● TASK A:
Return each line of the records that contains the string "fence", matching case exactly.

● READING TEXT:
And I know that some of you are in that position right now.
However, others of you are truly enjoying what you believe to be the good life. Money isn’t tight, your children are succeeding, and your marriage is flourishing.
On top of that, we’re all so different. Though our sins may be similar, the unique mixture of personality and philosophy produces a nearly endless spectrum of humanity. A testament — no doubt — to our Lord’s creativity and sins destructive capabilities.
And yet, God’s Word is relevant and applicable to us all.
It meets us exactly where we need it.
You may have children who take too long in the bathroom or your daughter may have gotten an abortion.
Your son may cry when he’s dropped off at school or he may throw a book through the window when he doesn’t get his way.
Your two year old may have discovered the word “no,” or your sixteen year old may have cut herself.
Regardless, God’s Word has the answers.
And that’s why we’re here today.
But before we continue, if TLP has been blessing to you and your family, will you please take a moment to rate and review us on iTunes. If would be such a blessing.
Okay, so what beautiful Truth does the Bible have for us today.
You don’t have to know anything about the Bible to be familiar with the phrase, “You reap what you sow.”
But what was God trying to communicate by that Truth?
The principle is simple enough. If you plant corn, you’re not going to reap pears. You’re going to reap corn.
The most famous passage to teach this lesson is Galatians 6:7-10; which says, “Do not be deceived: God is not mocked, for whatever one sows, that will he also reap. For the one who sows to his own flesh will from the flesh reap corruption, but the one who sows to the Spirit will from the Spirit reap eternal life. And let us not grow weary of doing good, for in due season we will reap, if we do not give up. So then, as we have opportunity, let us do good to everyone, and especially to those who are of the household of faith.”
There is so much going on in this passage, but I am going to save its exegesis for the end.
First, we’re going to look quickly at eight other passages.
The first three I want to read all illustrate the consequences of sowing sin.
Job 4:8, “As I have seen, those who plow iniquity and sow trouble reap the same.”
Proverbs 22:8, “Whoever sows injustice will reap calamity.”
Hosea 8:7, “For they sow the wind, and they shall reap the whirlwind.”
That last verse is talking about sowing vanity — that which is worthless — and reaping destruction.

● TASK B:
From the sermon passage, copy the portion that begins at the words "And I know that" and stops after the words "we need it.".

● DATA:
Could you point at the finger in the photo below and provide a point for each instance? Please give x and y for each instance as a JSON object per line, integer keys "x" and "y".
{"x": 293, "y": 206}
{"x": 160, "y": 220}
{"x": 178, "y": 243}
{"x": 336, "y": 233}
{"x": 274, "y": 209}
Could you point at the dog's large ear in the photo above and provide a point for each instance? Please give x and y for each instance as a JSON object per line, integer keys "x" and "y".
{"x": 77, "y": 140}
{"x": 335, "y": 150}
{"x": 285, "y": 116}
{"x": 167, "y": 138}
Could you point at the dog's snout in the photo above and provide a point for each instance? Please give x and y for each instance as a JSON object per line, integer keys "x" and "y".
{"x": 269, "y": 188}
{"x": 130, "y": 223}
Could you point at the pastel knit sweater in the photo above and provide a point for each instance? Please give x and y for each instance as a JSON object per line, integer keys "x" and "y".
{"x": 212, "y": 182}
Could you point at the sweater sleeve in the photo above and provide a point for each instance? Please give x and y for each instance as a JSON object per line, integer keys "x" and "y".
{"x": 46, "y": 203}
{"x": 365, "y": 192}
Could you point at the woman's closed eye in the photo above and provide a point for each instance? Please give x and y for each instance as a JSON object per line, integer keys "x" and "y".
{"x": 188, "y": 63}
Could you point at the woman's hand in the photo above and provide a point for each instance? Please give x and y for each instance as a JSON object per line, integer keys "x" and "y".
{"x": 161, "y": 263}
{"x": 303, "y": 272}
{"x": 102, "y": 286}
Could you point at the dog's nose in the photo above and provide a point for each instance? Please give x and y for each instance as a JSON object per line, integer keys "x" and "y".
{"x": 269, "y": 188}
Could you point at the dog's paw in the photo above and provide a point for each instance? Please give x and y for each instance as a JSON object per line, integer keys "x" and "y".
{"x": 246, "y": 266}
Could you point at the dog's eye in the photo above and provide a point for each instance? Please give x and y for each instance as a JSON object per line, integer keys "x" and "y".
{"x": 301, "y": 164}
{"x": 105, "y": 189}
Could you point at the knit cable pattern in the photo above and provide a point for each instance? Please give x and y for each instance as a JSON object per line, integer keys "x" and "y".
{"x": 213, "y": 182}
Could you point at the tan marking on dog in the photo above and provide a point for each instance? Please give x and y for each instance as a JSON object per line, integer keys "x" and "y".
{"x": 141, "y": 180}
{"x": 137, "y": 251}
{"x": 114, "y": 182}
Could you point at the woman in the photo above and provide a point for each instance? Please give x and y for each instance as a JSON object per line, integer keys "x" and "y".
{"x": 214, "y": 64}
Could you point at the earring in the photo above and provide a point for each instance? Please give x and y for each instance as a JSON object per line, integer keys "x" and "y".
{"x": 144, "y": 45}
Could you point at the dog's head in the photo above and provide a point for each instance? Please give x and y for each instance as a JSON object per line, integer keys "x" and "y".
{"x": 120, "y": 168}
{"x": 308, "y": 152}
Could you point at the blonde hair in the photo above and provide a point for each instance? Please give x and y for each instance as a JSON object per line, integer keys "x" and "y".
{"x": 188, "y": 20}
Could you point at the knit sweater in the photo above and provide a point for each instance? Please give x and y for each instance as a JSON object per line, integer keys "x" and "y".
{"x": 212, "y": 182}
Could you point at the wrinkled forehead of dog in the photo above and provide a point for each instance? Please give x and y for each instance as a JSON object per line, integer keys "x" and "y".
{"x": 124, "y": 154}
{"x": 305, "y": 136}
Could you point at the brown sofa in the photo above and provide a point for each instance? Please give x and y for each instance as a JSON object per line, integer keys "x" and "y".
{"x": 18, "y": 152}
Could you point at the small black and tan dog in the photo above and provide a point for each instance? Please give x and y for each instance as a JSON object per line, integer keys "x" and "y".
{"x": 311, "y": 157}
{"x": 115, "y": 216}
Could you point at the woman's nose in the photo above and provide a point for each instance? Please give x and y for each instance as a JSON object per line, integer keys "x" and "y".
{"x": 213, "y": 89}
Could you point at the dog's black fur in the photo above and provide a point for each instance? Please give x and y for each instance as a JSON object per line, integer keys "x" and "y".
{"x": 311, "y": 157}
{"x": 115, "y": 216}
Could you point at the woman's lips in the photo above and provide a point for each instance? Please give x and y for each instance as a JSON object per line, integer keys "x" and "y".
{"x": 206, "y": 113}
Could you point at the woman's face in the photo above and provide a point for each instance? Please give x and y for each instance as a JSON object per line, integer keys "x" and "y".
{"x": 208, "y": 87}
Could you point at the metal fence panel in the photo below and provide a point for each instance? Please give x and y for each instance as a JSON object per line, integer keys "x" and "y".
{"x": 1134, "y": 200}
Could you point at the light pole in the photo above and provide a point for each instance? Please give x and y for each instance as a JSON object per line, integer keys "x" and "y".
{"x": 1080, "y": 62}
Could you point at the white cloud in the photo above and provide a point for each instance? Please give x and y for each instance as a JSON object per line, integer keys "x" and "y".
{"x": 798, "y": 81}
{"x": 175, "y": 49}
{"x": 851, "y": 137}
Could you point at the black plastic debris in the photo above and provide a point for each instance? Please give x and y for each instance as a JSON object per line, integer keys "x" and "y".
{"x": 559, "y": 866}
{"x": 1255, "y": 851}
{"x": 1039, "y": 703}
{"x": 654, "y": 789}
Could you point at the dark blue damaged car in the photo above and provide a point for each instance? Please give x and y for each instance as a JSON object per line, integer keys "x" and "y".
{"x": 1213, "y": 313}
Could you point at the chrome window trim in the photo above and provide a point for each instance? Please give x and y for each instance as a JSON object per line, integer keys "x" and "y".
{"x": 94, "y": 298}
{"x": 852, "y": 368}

● FULL RESPONSE A:
Could you point at the metal fence panel in the photo below and provide a point for each instance? Please give x and y for each instance as a JSON object per line, integer keys "x" and "y".

● FULL RESPONSE B:
And I know that some of you are in that position right now.
However, others of you are truly enjoying what you believe to be the good life. Money isn’t tight, your children are succeeding, and your marriage is flourishing.
On top of that, we’re all so different. Though our sins may be similar, the unique mixture of personality and philosophy produces a nearly endless spectrum of humanity. A testament — no doubt — to our Lord’s creativity and sins destructive capabilities.
And yet, God’s Word is relevant and applicable to us all.
It meets us exactly where we need it.